Activity: Print each of the records below, leaving every word as it is.

Given records:

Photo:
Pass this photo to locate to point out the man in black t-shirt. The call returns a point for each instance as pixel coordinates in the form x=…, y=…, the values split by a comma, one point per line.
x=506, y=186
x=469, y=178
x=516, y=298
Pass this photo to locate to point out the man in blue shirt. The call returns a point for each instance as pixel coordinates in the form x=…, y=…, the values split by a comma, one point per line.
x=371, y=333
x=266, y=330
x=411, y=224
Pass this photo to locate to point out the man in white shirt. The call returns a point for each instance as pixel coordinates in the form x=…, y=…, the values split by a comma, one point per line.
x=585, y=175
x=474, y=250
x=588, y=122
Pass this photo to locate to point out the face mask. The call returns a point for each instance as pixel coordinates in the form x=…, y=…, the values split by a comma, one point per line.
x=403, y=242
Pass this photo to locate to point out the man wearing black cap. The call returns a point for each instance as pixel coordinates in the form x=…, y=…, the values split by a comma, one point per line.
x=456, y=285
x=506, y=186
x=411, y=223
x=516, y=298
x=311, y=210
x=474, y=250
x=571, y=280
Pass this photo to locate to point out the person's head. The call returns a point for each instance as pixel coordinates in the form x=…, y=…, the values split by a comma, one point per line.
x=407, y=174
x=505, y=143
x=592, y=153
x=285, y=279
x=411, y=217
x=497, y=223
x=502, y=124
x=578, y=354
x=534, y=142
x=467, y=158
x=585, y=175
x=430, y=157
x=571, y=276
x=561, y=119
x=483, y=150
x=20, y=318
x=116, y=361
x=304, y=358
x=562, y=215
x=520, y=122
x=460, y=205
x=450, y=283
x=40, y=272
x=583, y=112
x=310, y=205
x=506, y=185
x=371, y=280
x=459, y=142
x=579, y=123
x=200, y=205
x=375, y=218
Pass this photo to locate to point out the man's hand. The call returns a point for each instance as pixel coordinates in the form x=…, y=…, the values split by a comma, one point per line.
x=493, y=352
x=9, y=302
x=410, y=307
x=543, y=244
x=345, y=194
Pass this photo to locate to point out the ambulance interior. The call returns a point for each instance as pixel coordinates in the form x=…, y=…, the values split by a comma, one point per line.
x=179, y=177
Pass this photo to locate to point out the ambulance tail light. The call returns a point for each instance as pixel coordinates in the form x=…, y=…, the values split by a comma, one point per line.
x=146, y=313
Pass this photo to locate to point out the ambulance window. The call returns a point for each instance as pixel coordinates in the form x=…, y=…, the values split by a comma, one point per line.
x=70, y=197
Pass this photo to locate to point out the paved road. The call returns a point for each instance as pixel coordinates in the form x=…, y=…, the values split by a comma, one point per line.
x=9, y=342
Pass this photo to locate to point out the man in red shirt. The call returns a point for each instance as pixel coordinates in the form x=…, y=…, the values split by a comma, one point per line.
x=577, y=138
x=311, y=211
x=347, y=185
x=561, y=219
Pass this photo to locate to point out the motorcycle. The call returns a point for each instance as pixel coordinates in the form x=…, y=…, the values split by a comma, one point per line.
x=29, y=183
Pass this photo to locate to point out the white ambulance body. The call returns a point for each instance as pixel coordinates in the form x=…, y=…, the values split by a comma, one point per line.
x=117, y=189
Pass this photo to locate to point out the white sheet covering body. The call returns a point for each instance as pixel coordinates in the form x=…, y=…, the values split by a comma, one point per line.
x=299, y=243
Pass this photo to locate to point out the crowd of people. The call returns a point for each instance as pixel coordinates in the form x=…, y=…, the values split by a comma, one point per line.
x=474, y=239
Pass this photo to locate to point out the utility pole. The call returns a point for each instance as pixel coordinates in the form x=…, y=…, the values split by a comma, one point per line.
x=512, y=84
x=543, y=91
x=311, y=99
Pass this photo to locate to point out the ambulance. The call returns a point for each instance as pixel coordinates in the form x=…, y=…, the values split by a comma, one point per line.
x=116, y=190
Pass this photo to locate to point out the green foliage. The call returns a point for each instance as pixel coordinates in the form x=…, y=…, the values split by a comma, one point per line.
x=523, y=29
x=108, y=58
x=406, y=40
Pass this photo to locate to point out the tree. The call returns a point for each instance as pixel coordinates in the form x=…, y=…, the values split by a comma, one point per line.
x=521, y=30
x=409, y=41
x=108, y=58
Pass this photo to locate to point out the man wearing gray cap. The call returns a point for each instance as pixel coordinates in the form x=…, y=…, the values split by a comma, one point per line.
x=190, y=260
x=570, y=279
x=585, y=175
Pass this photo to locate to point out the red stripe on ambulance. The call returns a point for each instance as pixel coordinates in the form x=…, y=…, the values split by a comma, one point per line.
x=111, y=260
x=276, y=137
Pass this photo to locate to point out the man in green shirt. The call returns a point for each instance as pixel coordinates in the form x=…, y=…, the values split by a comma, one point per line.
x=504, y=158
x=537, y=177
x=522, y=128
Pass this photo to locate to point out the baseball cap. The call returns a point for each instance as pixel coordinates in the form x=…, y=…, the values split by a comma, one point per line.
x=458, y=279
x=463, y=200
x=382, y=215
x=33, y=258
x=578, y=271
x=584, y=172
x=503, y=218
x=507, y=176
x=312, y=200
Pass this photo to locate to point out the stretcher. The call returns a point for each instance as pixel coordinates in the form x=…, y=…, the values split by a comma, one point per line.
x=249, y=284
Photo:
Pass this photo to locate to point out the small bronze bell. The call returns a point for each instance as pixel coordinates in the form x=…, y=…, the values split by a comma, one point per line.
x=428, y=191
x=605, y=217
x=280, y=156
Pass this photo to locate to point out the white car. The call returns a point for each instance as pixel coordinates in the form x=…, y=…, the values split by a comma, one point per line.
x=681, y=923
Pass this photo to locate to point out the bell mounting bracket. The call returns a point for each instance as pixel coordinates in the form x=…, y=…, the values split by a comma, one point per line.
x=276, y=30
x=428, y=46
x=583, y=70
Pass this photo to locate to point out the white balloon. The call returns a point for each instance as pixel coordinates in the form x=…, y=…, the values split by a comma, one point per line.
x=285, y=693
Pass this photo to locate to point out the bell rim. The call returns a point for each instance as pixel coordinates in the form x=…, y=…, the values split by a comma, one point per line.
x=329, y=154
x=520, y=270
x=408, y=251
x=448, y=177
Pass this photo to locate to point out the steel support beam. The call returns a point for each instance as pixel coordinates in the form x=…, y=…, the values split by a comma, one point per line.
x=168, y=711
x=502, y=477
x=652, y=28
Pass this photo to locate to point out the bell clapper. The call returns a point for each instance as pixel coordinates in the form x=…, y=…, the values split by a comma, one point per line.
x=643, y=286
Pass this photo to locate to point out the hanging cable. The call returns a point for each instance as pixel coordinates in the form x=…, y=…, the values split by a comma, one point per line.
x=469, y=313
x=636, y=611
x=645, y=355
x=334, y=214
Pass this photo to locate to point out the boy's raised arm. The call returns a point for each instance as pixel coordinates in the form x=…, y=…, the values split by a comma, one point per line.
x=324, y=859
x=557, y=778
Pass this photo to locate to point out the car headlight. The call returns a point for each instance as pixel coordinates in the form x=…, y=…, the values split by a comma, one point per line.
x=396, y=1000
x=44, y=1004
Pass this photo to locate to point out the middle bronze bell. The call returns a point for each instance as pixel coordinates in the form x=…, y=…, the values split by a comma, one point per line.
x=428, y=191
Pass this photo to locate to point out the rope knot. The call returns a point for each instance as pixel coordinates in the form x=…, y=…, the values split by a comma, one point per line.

Problem solution:
Photo:
Pass this photo to locate to point out the man in black t-shirt. The call returns a point for each instance as pixel coordinates in the form x=…, y=…, the values split by a comma, one point per line.
x=506, y=186
x=469, y=178
x=516, y=298
Pass this photo to locate to point out the man in blue shirt. The call returns a point for each instance as pixel coordinates in the form x=…, y=…, the values split by a comma, one point per line.
x=371, y=333
x=266, y=330
x=411, y=224
Pass this photo to locate to point out the man in white shirt. The call returns a point for each instance as pixel coordinates in the form x=…, y=…, the values split by a comma, one point per line.
x=585, y=175
x=474, y=250
x=588, y=122
Pass this photo to locate to point out the face mask. The call returns a point for each instance as pixel coordinates in the form x=…, y=…, the values split by a comma, one point per line.
x=403, y=242
Pass this photo to locate to point out the man wearing black cap. The call returns a point for each instance as pixel coordinates in the form x=…, y=…, the values split by a comma, one point per line.
x=456, y=285
x=506, y=186
x=411, y=223
x=516, y=298
x=311, y=210
x=474, y=250
x=571, y=280
Pass this photo to locate to point out the person's head. The call returns a point for each instance as pixel coordinates in the form x=…, y=…, the values split by a comma, one point per line.
x=407, y=174
x=505, y=143
x=592, y=153
x=285, y=279
x=411, y=217
x=497, y=223
x=502, y=124
x=578, y=354
x=534, y=142
x=467, y=158
x=585, y=175
x=430, y=157
x=571, y=276
x=561, y=119
x=483, y=150
x=20, y=318
x=116, y=361
x=304, y=358
x=562, y=215
x=520, y=122
x=460, y=205
x=450, y=283
x=40, y=272
x=583, y=112
x=310, y=205
x=506, y=185
x=371, y=280
x=459, y=142
x=579, y=123
x=200, y=205
x=375, y=218
Pass this photo to locate to point out the man's hand. The call returns a point for each instance as pixel coordinates in the form x=…, y=…, the values split by a comma, one point per line.
x=493, y=352
x=9, y=302
x=410, y=307
x=543, y=244
x=345, y=194
Pass this photo to locate to point out the ambulance interior. The call returns a point for each instance as pixel coordinates in the form x=…, y=…, the values split by a comma, one point per line.
x=179, y=177
Pass this photo to locate to point out the ambulance tail light. The call returns a point for each instance as pixel coordinates in the form x=…, y=…, the values split by a comma, one point per line.
x=146, y=313
Pass this photo to locate to point out the ambulance window. The call returns a point for each instance as pixel coordinates in the form x=…, y=…, the values split by a comma, one point per line.
x=70, y=197
Pass this photo to locate to point out the paved road. The call returns a point for each instance as pixel coordinates in the form x=…, y=…, the values split by a comma, one point per line.
x=9, y=342
Pass this photo to locate to point out the man in red shirt. The call returns a point for each instance as pixel coordinates in the form x=…, y=…, the values split by a comma, one point per line.
x=577, y=138
x=311, y=211
x=347, y=185
x=561, y=219
Pass this photo to locate to point out the motorcycle. The call returns a point for each instance as pixel coordinates in the form x=…, y=…, the values split by a comma, one point per line.
x=29, y=183
Pass this photo to locate to point out the white ambulance body. The call returns a point for each instance as pixel coordinates in the form x=…, y=…, the values split by a comma, one point per line.
x=117, y=189
Pass this photo to locate to point out the white sheet covering body. The call returns a point for each instance as pixel coordinates in the form x=…, y=…, the values split by a comma, one point per line.
x=299, y=243
Pass this photo to locate to point out the crowd of people. The call returns a point for each instance as pixel coordinates in the form x=…, y=…, the values split by a comma, one point per line.
x=474, y=239
Pass this photo to locate to point out the utility pole. The call returns a point for each instance as pixel coordinates in the form x=…, y=…, the values split by a comma, one point per line.
x=512, y=84
x=543, y=91
x=311, y=99
Pass this photo to locate to point out the ambulance. The call returns a point for each instance as pixel coordinates in the form x=…, y=…, the values split by a comma, one point per line.
x=116, y=190
Pass this photo to locate to point out the green foliage. The call returns a point for each instance as pixel coordinates in the form x=…, y=…, the values split by a comma, one point per line.
x=523, y=29
x=108, y=58
x=406, y=40
Pass this photo to locate to point out the tree. The call returns a point for each instance as pixel coordinates in the form x=…, y=…, the values split by a comma, one point per line.
x=521, y=30
x=409, y=41
x=108, y=58
Pass this photo to locate to point out the man wearing gray cap. The call returns a point for each instance as pixel coordinates in the form x=…, y=…, the values split by a comma, one point per line.
x=190, y=260
x=570, y=279
x=585, y=175
Pass this photo to locate to point out the red stripe on ambulance. The call returns a point for each instance as pixel coordinates in the form x=…, y=…, the values split by a comma, one point per line.
x=111, y=260
x=276, y=137
Pass this photo to locate to point out the man in green shirt. The call returns a point for each instance as pixel coordinates in the form x=…, y=…, the values split by a comma, one point per line.
x=504, y=158
x=537, y=177
x=522, y=128
Pass this photo to locate to point out the baseball cap. The call returns a point for each instance as pixel coordinates in the form x=…, y=…, the values split by a comma, one point per line.
x=458, y=279
x=463, y=200
x=382, y=215
x=33, y=258
x=578, y=271
x=584, y=172
x=503, y=218
x=507, y=176
x=312, y=200
Pass this photo to locate to point out the stretcher. The call returns a point for each instance as pixel coordinates in the form x=…, y=…, the values split by a comma, one point per line.
x=249, y=284
Photo:
Pass this photo to locate to point out the small bronze bell. The call returns a point for each instance as pixel coordinates in the form x=…, y=…, the values split by a comma, one point per line.
x=428, y=191
x=605, y=217
x=280, y=156
Pass this photo to locate to point out the white car. The call returns a point for each instance as pixel coordinates in the form x=…, y=…, the values split by a comma, one point per line.
x=681, y=923
Pass this photo to locate to point out the bell mounting bracket. The call returns a point for each instance as pixel coordinates in the form x=…, y=…, the values split by a comma, one point per line.
x=276, y=30
x=428, y=46
x=583, y=70
Pass this photo to locate to point out the white balloon. The call returns a point for each instance as pixel coordinates in the form x=…, y=…, the values split by a comma, one point per line.
x=285, y=693
Pass this photo to locate to point out the bell rim. The call returns a point for each instance as pixel coordinates in the form x=…, y=…, the values split by a comma, one point per line.
x=329, y=154
x=520, y=270
x=408, y=251
x=448, y=177
Pass this photo to locate to point out the steel support beam. The call returns a point for each instance as pixel coordinates in the form x=…, y=…, the values split by a comma, one point per line.
x=168, y=711
x=502, y=477
x=652, y=28
Pass this photo to locate to point out the bell clapper. The call returns a point for each instance as pixel coordinates in the form x=…, y=…, the values split by a comma, one point per line.
x=643, y=286
Pass this photo to locate to point out the hanging cable. The call returns a point for each instance as pixel coordinates in the form x=…, y=…, the values split by a comma, one point per line.
x=469, y=313
x=636, y=611
x=645, y=355
x=334, y=214
Pass this photo to locate to point out the boy's raised arm. The call returns a point for each instance as pixel coordinates in the form x=…, y=…, the values split by a comma, one point per line.
x=324, y=859
x=557, y=778
Pass this photo to locate to point out the car headlight. The call returns a point for each instance as pixel coordinates in the form x=…, y=…, the values split by a comma, one point per line.
x=396, y=1000
x=44, y=1004
Pass this photo to locate to point out the middle bronze bell. The call returns a point for each instance as pixel coordinates in the form x=…, y=…, the values split by a comma, one point per line.
x=428, y=191
Pass this photo to locate to point out the rope knot. The call returns a point for each instance as pixel coordinates in the form x=…, y=…, the values split by a comma, one point per line.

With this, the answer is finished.